> _Görev tanımı_: Aşağıdaki metin parçasında anlatılan Kırşehir'deki çocukluk anısını, son cümlenin hemen ardından başlayarak sürdürün.

Daha 12 yaşında var ya da yokum. O dönemler Kırşehir’de yengemde kalıyorum. Neden yengemde olduğumun sebebini yazarsam tüm toplumun gelmiş ve geçmişine gitmem ve sövmem gerekeceği için sadece yaşadığım yerden başlamak istedim.
Sabahları okula gidiyor, okul çıkışı yengeme yardımcı oluyorum. Kendim de çocuğum aslında ama artık ne kadar olursa.
Bir gün okuldan erken çıkmışım, madem öğretmen yok o sürede çocuk bakmak yerine çocuklarla oynamak daha güzel geldiği için birkaç arkadaş dalmışız Bağbaşı Mahallesi’nin bizim görülmeyeceğimiz sokaklarına…
Şehir büyük mahalle küçük. Mahallenin sevilen teyzelerinden Ayşe teyzenin tavuğu çalınmış. ‘Gitti Safinaz’ diye ortalarda dolanıp duruyor. Oyun oynadığımız yerin etrafında dört dönüyor bir feryat figan.

> _Seçilmiş satırlar_:
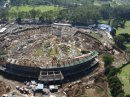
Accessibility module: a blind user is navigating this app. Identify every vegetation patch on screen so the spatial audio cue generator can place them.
[116,21,130,34]
[118,64,130,94]
[9,5,62,12]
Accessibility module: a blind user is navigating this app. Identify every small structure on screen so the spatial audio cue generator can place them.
[53,23,72,27]
[0,28,7,33]
[98,24,112,32]
[49,85,58,92]
[35,84,44,91]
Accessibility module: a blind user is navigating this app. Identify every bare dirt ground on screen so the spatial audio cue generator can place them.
[0,75,21,97]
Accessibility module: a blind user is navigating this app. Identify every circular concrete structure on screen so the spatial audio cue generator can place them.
[2,26,98,81]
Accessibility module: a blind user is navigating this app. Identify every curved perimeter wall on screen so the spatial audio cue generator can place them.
[3,51,98,79]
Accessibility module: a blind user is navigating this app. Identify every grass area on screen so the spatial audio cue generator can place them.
[118,64,130,94]
[34,48,43,57]
[10,5,62,12]
[116,21,130,35]
[125,43,130,51]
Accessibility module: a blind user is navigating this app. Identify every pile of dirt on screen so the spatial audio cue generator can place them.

> _Çözülmüş problem_:
Ayşe teyzenin sokak sokak gezip ağlamasına dayanamayan bir komşusu tüm hırsızları eliyle koymuş gibi bulan bir hocadan bahsediyor. Canım Ayşe teyze elleriyle büyüttüğü civciv Safinaz’ın tam mürüvvetini görecekken kaybetmenin acısından olsa gerek, hoca fikrine hemen ikna olmuş olmalı ki hocanın isteklerini yerine getirmek için kolları sıvamış. Hoca da öyle böyle değil, isteklerin hepsi bir tarafa, renkli gözlü sarışın bir kız çocuğu getirmelerini istiyor. Suya bakınca daha net görecekmiş, bunun da altını çiziyor elbette. Tavuğu kaybolan, kendi tabiriyle çalınan Ayşe teyze hocanın istediği çocuğu bulmak için düşmüş bizim oyun alanlarımızın içine. Her çocuğu şöyle bir süzüp, sonra gözlerine bakıyor.
Çok aramadılar diye hatırlıyorum. Bir komşu teyze gelip kolumdan tutuverdi. ‘Sen Züleyha’nın yeğenisin değil mi?’ diye sordu önce. ‘Evet’ yanıtını alınca önce bir duraksadı, Halam sanırım sadece bizim ailenin değil, mahallenin de muhtarı olsa gerek ki durumu anlatıp ricacı oldular adeta. Mahallenin ton ton teyzesinin Safinaz’ı kaybolmuş ve bir tek ben bulabilirmişim. Çocuk aklının verdiği sorgusuzlukla sorgulamadan takıldım peşlerine. Birkaç mahalle ötede olan hocaya gitmek için bir arabaya bindik. Yanımda mahalleden iki teyzenin olmasının verdiği güven mi yoksa çocuk cesareti mi bilmiyorum. Hiç korkmadım.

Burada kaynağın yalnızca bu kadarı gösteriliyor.